* DIRECTIONS:
Can you write out all of the lines below again, requests included, but add 81 to every x and y pixel coordinate in the answers?

* DATA ROWS:
**********
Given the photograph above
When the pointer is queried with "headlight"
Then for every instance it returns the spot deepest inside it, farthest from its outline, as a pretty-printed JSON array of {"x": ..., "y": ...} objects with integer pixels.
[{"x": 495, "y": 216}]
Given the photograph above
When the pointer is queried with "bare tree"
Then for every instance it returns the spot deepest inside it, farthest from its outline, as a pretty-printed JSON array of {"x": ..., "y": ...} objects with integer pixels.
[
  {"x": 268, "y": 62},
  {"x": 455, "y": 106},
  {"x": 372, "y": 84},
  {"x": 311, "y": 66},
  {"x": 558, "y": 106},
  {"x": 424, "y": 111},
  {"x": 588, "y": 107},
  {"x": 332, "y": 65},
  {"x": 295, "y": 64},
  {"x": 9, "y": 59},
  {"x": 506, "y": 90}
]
**********
* RESULT BELOW:
Given the photograph above
When the pointer is queried with "headlight"
Then for every instance it returns the spot deepest inside it, farthest from its outline, as a pretty-printed JSON array of {"x": ..., "y": ...} objects with integer pixels.
[{"x": 576, "y": 297}]
Given the photograph above
When the pointer is queried with "bare tree"
Then for every instance it returns the spot deepest inside it, farthest from its outline, as a pretty-printed JSON array of {"x": ..., "y": ...} objects with integer pixels.
[
  {"x": 349, "y": 143},
  {"x": 536, "y": 187},
  {"x": 453, "y": 165},
  {"x": 392, "y": 147},
  {"x": 639, "y": 187},
  {"x": 505, "y": 192},
  {"x": 669, "y": 188},
  {"x": 413, "y": 146},
  {"x": 376, "y": 145},
  {"x": 90, "y": 140},
  {"x": 587, "y": 171}
]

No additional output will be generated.